Extracted records

+===+

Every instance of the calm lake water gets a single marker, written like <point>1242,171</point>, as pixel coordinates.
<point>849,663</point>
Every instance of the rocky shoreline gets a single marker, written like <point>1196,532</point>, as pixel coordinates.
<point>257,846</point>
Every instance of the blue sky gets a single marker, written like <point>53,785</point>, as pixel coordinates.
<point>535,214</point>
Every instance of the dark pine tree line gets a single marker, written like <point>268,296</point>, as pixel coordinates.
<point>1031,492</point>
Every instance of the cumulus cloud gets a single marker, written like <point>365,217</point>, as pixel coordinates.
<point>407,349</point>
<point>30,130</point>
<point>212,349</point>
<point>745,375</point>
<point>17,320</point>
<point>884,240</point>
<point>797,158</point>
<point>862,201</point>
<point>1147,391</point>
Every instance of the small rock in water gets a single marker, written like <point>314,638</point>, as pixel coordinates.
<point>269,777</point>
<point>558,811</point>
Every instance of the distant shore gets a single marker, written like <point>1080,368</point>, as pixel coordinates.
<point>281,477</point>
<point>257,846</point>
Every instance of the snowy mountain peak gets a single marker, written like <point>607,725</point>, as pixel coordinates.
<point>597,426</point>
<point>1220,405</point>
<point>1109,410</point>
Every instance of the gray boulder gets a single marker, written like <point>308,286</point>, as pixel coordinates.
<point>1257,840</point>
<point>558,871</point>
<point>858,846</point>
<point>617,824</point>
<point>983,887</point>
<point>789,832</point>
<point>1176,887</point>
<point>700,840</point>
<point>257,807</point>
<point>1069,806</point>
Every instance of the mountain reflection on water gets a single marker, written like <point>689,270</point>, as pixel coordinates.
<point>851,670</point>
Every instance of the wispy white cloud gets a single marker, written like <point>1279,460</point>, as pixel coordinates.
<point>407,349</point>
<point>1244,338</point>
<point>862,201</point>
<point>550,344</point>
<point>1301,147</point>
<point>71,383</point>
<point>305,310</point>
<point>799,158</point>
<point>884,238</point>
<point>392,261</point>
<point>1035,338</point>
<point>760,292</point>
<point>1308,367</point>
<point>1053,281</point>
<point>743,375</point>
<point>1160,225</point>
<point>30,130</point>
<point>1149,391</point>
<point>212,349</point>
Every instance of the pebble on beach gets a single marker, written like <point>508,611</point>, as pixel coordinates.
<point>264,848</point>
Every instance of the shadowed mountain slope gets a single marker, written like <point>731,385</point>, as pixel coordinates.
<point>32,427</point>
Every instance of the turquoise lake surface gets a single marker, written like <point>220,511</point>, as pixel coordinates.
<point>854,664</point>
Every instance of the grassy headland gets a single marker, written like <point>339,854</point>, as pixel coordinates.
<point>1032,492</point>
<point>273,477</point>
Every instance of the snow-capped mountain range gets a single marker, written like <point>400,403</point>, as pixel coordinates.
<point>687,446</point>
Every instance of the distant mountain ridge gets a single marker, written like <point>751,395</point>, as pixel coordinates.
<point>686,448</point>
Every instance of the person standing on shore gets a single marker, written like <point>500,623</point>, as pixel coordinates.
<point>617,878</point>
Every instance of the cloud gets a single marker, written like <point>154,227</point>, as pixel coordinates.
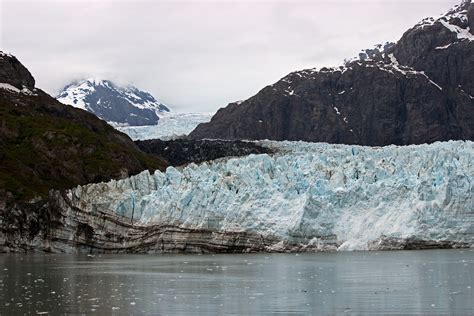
<point>196,55</point>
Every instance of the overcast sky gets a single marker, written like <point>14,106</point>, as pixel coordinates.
<point>197,55</point>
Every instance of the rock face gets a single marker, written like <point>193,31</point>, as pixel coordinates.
<point>14,73</point>
<point>419,90</point>
<point>306,197</point>
<point>112,103</point>
<point>178,152</point>
<point>45,144</point>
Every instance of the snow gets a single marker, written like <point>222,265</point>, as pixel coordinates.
<point>170,125</point>
<point>443,47</point>
<point>308,191</point>
<point>77,93</point>
<point>460,32</point>
<point>8,86</point>
<point>11,88</point>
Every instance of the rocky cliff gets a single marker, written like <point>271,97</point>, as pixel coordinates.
<point>419,90</point>
<point>181,151</point>
<point>126,105</point>
<point>45,144</point>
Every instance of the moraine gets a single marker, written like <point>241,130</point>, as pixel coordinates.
<point>305,197</point>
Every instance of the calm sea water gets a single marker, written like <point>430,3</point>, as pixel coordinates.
<point>345,283</point>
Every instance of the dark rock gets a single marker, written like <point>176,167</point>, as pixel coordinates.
<point>417,91</point>
<point>45,145</point>
<point>180,151</point>
<point>14,73</point>
<point>112,103</point>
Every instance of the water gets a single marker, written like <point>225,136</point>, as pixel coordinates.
<point>398,282</point>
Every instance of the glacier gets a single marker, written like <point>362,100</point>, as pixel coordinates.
<point>318,195</point>
<point>170,126</point>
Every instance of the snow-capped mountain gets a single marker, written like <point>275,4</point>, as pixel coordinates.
<point>125,105</point>
<point>418,90</point>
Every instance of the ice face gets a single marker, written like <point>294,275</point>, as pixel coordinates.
<point>308,191</point>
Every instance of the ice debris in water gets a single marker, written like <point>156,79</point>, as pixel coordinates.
<point>307,190</point>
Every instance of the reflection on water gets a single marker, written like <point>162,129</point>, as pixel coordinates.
<point>400,282</point>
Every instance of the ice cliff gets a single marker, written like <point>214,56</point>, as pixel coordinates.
<point>314,195</point>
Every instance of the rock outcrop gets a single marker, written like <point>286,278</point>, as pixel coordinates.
<point>305,197</point>
<point>112,103</point>
<point>14,73</point>
<point>419,90</point>
<point>180,151</point>
<point>46,145</point>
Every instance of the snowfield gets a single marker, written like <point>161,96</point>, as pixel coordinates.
<point>171,125</point>
<point>309,192</point>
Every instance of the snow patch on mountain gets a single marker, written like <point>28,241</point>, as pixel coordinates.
<point>122,105</point>
<point>307,193</point>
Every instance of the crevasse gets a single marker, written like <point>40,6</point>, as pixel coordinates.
<point>307,191</point>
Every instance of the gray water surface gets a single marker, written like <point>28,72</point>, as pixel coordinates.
<point>345,283</point>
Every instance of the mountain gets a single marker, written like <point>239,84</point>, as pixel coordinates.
<point>46,145</point>
<point>418,90</point>
<point>112,103</point>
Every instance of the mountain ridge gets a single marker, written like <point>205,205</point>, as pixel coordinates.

+===+

The records above must be repeated in full and exactly, but without any of the pictures.

### EXERCISE SOLUTION
Every instance of the calm lake water gets a single marker, written like <point>1242,171</point>, as pixel coordinates.
<point>849,663</point>
Every instance of the rocky shoreline gets a single marker, written like <point>1196,532</point>, as pixel coordinates.
<point>257,846</point>
Every instance of the blue sky gets a single marker, written like <point>53,785</point>, as pixel coordinates.
<point>535,214</point>
Every instance of the dark pine tree line gets a single marker, written like <point>268,296</point>, as pixel coordinates.
<point>1031,492</point>
Every instance of the cumulus cloud gets a single marker, written like <point>365,217</point>, as pixel coordinates.
<point>407,349</point>
<point>30,130</point>
<point>212,349</point>
<point>745,375</point>
<point>17,320</point>
<point>884,240</point>
<point>797,158</point>
<point>862,201</point>
<point>1147,391</point>
Every instance of the small rock in water gets a single marker, written like <point>314,638</point>, as pixel coordinates.
<point>269,777</point>
<point>558,811</point>
Every instance of the distant shore gets a single marker, written like <point>1080,368</point>, as pixel coordinates.
<point>281,477</point>
<point>257,846</point>
Every instance of the snowy mountain peak gets a single marker, written like <point>607,725</point>, as pixel coordinates.
<point>597,426</point>
<point>1220,405</point>
<point>1109,410</point>
Every instance of the gray boulder gets a single marker, written like <point>308,286</point>, as pixel coordinates.
<point>1257,840</point>
<point>558,871</point>
<point>858,846</point>
<point>617,824</point>
<point>983,887</point>
<point>789,832</point>
<point>1176,887</point>
<point>700,840</point>
<point>257,807</point>
<point>1069,806</point>
Every instance of the mountain reflection on water gets a single marker, written like <point>689,270</point>, as pixel coordinates.
<point>851,670</point>
Every instance of the wispy white cloud gets a single marker, written like <point>1279,460</point>, as pixel coordinates.
<point>407,349</point>
<point>1244,338</point>
<point>862,201</point>
<point>550,344</point>
<point>1301,147</point>
<point>71,383</point>
<point>305,310</point>
<point>799,158</point>
<point>884,238</point>
<point>392,261</point>
<point>1035,338</point>
<point>760,292</point>
<point>1308,367</point>
<point>1053,281</point>
<point>743,375</point>
<point>1160,225</point>
<point>30,130</point>
<point>1149,391</point>
<point>212,349</point>
Every instance of the pebble on beach gets a single marker, written like <point>508,611</point>, as pixel coordinates.
<point>264,848</point>
Every instance of the shadowed mountain slope gets a single marker, written like <point>731,385</point>, as pixel coordinates.
<point>32,427</point>
Every instance of the turquoise lake surface gets a single marker, written like <point>220,511</point>, as pixel coordinates.
<point>854,664</point>
Every instance of the grassy headland gets a single marker, written like <point>339,854</point>, as pixel coordinates.
<point>1032,492</point>
<point>273,477</point>
Every instance of the snow-capped mountain range gets a single marker, written like <point>400,403</point>, as pixel coordinates.
<point>687,446</point>
Every instance of the distant mountain ridge gets a single marker, written like <point>751,395</point>, as pixel coordinates.
<point>686,448</point>
Every instance of the person standing on shore gets a single marker, written like <point>500,623</point>, as pixel coordinates.
<point>617,878</point>
Every instance of the cloud gets a single marker, written like <point>154,227</point>, as pixel coordinates.
<point>196,55</point>
Every instance of the overcast sky gets a single marker, written like <point>14,106</point>, as pixel coordinates.
<point>197,55</point>
Every instance of the rock face gets a single marker, written like <point>193,31</point>, as pixel coordinates.
<point>14,73</point>
<point>419,90</point>
<point>306,197</point>
<point>112,103</point>
<point>178,152</point>
<point>45,144</point>
Every instance of the snow gets a single marker, written like <point>222,265</point>, as pixel coordinates.
<point>170,125</point>
<point>443,47</point>
<point>308,191</point>
<point>77,93</point>
<point>460,32</point>
<point>8,86</point>
<point>11,88</point>
Every instance of the rocky cliff gets a single marker, written like <point>271,97</point>, as pixel coordinates.
<point>419,90</point>
<point>181,151</point>
<point>126,105</point>
<point>45,144</point>
Every instance of the moraine gets a single marker, written like <point>241,130</point>, as pixel coordinates.
<point>305,197</point>
Every instance of the calm sea water gets a single marker, written like <point>430,3</point>, as pixel coordinates.
<point>345,283</point>
Every instance of the dark rock gets a single marker, written like <point>176,167</point>, as pixel coordinates.
<point>417,91</point>
<point>45,145</point>
<point>180,151</point>
<point>14,73</point>
<point>112,103</point>
Every instance of the water gets a single marker, written like <point>225,136</point>, as pixel coordinates.
<point>398,282</point>
Every instance of the glacier gets a single marker, written like <point>362,100</point>, as pixel coordinates.
<point>318,195</point>
<point>170,126</point>
Every instance of the snow-capped mountain gets a single marker, written like <point>275,4</point>, as pixel coordinates.
<point>125,105</point>
<point>418,90</point>
Every instance of the ice face gets a single marker, written like <point>294,275</point>, as pixel coordinates.
<point>308,191</point>
Every instance of the ice debris in water gets a single marker, written like <point>156,79</point>, as pixel coordinates.
<point>307,190</point>
Every instance of the reflection on water gets a single marker, written like <point>162,129</point>, as pixel coordinates.
<point>400,282</point>
Every instance of the ice cliff gets a single marker, written like <point>214,56</point>, as pixel coordinates.
<point>314,195</point>
Every instance of the rock outcrop gets a single marker, written like <point>286,278</point>, as pixel coordinates.
<point>305,197</point>
<point>112,103</point>
<point>14,73</point>
<point>419,90</point>
<point>180,151</point>
<point>46,145</point>
Every instance of the snowfield gets a single marker, written like <point>161,96</point>, as pixel coordinates.
<point>171,125</point>
<point>309,192</point>
Every instance of the snow patch on mountain gets a single marker, written like <point>28,241</point>, as pixel coordinates.
<point>122,105</point>
<point>307,193</point>
Every instance of the crevasse gets a single marker, written like <point>40,6</point>, as pixel coordinates.
<point>307,191</point>
Every instance of the gray water surface gets a single marker, written like <point>28,72</point>, as pixel coordinates.
<point>345,283</point>
Every instance of the mountain gets a single marker, written like <point>239,84</point>, as pixel coordinates.
<point>46,145</point>
<point>418,90</point>
<point>112,103</point>
Every instance of the mountain ridge gets a single marker, written like <point>205,205</point>, as pixel coordinates.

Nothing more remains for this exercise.